**Provided records**.
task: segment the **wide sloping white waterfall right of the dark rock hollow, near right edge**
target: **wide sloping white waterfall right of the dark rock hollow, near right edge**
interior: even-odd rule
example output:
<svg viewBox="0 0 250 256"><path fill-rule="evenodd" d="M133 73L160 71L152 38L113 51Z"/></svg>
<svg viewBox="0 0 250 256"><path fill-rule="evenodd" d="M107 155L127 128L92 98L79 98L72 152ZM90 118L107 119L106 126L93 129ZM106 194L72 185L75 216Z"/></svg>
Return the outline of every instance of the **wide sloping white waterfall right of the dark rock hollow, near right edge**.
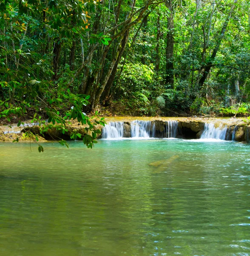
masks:
<svg viewBox="0 0 250 256"><path fill-rule="evenodd" d="M222 127L220 125L218 128L215 128L213 123L205 123L201 139L225 140L226 133L227 126Z"/></svg>

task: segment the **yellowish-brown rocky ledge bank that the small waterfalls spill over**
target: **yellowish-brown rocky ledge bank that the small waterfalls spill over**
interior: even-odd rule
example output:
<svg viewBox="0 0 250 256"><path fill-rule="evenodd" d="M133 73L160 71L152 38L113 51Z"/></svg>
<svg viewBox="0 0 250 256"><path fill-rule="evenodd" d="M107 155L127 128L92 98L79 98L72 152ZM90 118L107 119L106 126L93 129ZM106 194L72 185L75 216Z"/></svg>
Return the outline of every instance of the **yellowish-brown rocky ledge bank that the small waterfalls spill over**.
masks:
<svg viewBox="0 0 250 256"><path fill-rule="evenodd" d="M120 137L133 137L132 130L134 129L134 124L144 125L147 127L149 137L162 138L170 136L166 134L173 130L171 125L176 126L175 137L184 138L184 139L199 139L202 136L202 133L210 124L210 128L215 128L215 132L224 131L225 140L236 140L239 142L246 141L250 142L250 124L244 118L211 118L211 117L105 117L107 122L106 127L104 128L101 125L97 125L95 129L102 131L101 134L98 134L97 138L105 138L104 131L107 130L109 126L116 127L119 125L119 129L122 129L120 132L122 136ZM26 131L31 131L32 134L37 136L38 141L46 140L57 140L62 138L64 140L70 140L70 134L73 130L76 130L79 134L84 136L86 125L81 125L79 122L73 121L68 127L68 132L66 134L60 134L60 131L56 129L49 129L45 133L45 137L39 136L39 126L37 124L32 124L30 122L25 123L24 125L17 124L11 125L2 125L0 126L0 141L37 141L35 136L31 139L23 137L23 134ZM113 129L114 130L114 129ZM117 130L117 129L116 129ZM139 130L138 130L139 132ZM142 137L142 134L137 134ZM173 135L173 134L172 134Z"/></svg>

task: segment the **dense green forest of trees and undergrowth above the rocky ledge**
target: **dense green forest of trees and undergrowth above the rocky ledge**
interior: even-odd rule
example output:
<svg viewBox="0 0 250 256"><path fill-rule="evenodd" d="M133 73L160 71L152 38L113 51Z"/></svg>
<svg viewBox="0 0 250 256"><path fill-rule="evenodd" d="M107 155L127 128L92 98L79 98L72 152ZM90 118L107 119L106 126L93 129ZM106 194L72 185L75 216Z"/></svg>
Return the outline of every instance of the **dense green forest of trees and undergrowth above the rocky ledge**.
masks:
<svg viewBox="0 0 250 256"><path fill-rule="evenodd" d="M2 119L249 113L247 0L2 0L0 12Z"/></svg>

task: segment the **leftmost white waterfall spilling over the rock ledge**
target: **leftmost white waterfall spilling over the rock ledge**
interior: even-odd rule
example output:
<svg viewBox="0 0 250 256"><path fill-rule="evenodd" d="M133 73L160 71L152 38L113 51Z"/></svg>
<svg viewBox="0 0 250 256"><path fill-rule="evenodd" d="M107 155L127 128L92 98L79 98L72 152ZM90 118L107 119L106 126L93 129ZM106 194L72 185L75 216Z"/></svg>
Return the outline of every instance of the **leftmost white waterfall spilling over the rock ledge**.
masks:
<svg viewBox="0 0 250 256"><path fill-rule="evenodd" d="M124 122L110 122L102 129L103 139L119 139L123 137Z"/></svg>

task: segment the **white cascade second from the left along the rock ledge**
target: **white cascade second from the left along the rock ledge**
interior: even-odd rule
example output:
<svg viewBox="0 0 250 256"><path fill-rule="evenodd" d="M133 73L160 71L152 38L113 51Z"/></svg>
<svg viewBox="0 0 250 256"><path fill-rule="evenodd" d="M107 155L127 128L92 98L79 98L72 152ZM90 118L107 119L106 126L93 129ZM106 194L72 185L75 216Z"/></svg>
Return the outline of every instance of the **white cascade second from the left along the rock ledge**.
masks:
<svg viewBox="0 0 250 256"><path fill-rule="evenodd" d="M152 128L151 128L152 126ZM155 137L155 122L135 120L131 122L131 137Z"/></svg>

**Exercise brief**. Copy the entries precisely, images excluded.

**Result for this task**.
task: segment the **wide sloping white waterfall right of the dark rock hollow, near right edge**
target: **wide sloping white waterfall right of the dark rock hollow, near right edge**
interior: even-odd rule
example output:
<svg viewBox="0 0 250 256"><path fill-rule="evenodd" d="M133 73L160 71L152 38L113 51Z"/></svg>
<svg viewBox="0 0 250 256"><path fill-rule="evenodd" d="M107 155L127 128L92 98L79 98L72 152ZM90 118L107 119L106 126L93 129ZM106 194L72 185L75 216Z"/></svg>
Return the outline of every instance of the **wide sloping white waterfall right of the dark rock hollow, near right edge**.
masks:
<svg viewBox="0 0 250 256"><path fill-rule="evenodd" d="M222 127L220 125L218 128L215 128L213 123L205 123L201 139L225 140L226 133L227 126Z"/></svg>

task: segment the **yellowish-brown rocky ledge bank that the small waterfalls spill over**
target: **yellowish-brown rocky ledge bank that the small waterfalls spill over**
interior: even-odd rule
example output:
<svg viewBox="0 0 250 256"><path fill-rule="evenodd" d="M133 73L160 71L152 38L113 51Z"/></svg>
<svg viewBox="0 0 250 256"><path fill-rule="evenodd" d="M107 155L127 128L92 98L79 98L72 152ZM90 118L107 119L106 126L93 129ZM106 194L72 185L75 216Z"/></svg>
Return the outline of every instance of the **yellowish-brown rocky ledge bank that the small waterfalls spill over**.
masks:
<svg viewBox="0 0 250 256"><path fill-rule="evenodd" d="M120 137L133 137L132 130L134 129L134 124L144 125L147 127L149 137L162 138L170 136L166 134L173 130L171 125L176 126L175 137L184 138L184 139L199 139L202 136L202 133L210 124L210 128L215 128L215 132L224 131L225 140L236 140L239 142L246 141L250 142L250 124L244 118L211 118L211 117L105 117L107 122L106 127L104 128L101 125L97 125L95 129L102 131L101 134L98 134L97 138L105 138L104 131L107 130L109 126L116 127L119 125L119 129L122 129L120 132L122 136ZM26 131L31 131L32 134L37 136L38 141L46 140L57 140L62 138L64 140L70 140L70 134L73 130L76 130L79 134L84 136L86 125L81 125L79 122L73 121L68 127L68 132L66 134L60 134L60 131L56 129L49 129L45 133L45 137L39 136L39 126L37 124L32 124L30 122L25 123L24 125L17 124L11 125L2 125L0 126L0 141L37 141L35 136L31 139L23 137L23 134ZM113 129L114 130L114 129ZM117 130L117 129L116 129ZM139 130L138 130L139 132ZM142 137L142 134L137 134ZM173 135L173 134L172 134Z"/></svg>

task: segment the **dense green forest of trees and undergrowth above the rocky ledge**
target: **dense green forest of trees and undergrowth above the rocky ledge**
interior: even-odd rule
example output:
<svg viewBox="0 0 250 256"><path fill-rule="evenodd" d="M133 73L160 71L152 38L113 51Z"/></svg>
<svg viewBox="0 0 250 256"><path fill-rule="evenodd" d="M107 155L127 128L92 98L79 98L72 152ZM90 118L107 119L106 126L93 129ZM106 194L72 185L75 216Z"/></svg>
Return the outline of every instance of the **dense green forest of trees and undergrowth above the rocky ledge**.
masks:
<svg viewBox="0 0 250 256"><path fill-rule="evenodd" d="M2 119L249 113L247 0L2 0L0 12Z"/></svg>

task: segment the **leftmost white waterfall spilling over the rock ledge**
target: **leftmost white waterfall spilling over the rock ledge**
interior: even-odd rule
example output:
<svg viewBox="0 0 250 256"><path fill-rule="evenodd" d="M133 73L160 71L152 38L113 51Z"/></svg>
<svg viewBox="0 0 250 256"><path fill-rule="evenodd" d="M107 155L127 128L92 98L79 98L72 152ZM90 118L107 119L106 126L93 129ZM106 194L72 185L75 216Z"/></svg>
Return the outline of every instance of the **leftmost white waterfall spilling over the rock ledge**.
masks:
<svg viewBox="0 0 250 256"><path fill-rule="evenodd" d="M124 122L110 122L102 129L103 139L119 139L123 137Z"/></svg>

task: segment the **white cascade second from the left along the rock ledge**
target: **white cascade second from the left along the rock ledge**
interior: even-odd rule
example output:
<svg viewBox="0 0 250 256"><path fill-rule="evenodd" d="M133 73L160 71L152 38L113 51Z"/></svg>
<svg viewBox="0 0 250 256"><path fill-rule="evenodd" d="M107 155L127 128L92 98L79 98L72 152ZM90 118L107 119L106 126L93 129ZM106 194L72 185L75 216Z"/></svg>
Return the outline of every instance of the **white cascade second from the left along the rock ledge**.
masks:
<svg viewBox="0 0 250 256"><path fill-rule="evenodd" d="M152 128L151 128L152 126ZM155 137L155 122L135 120L131 122L131 137Z"/></svg>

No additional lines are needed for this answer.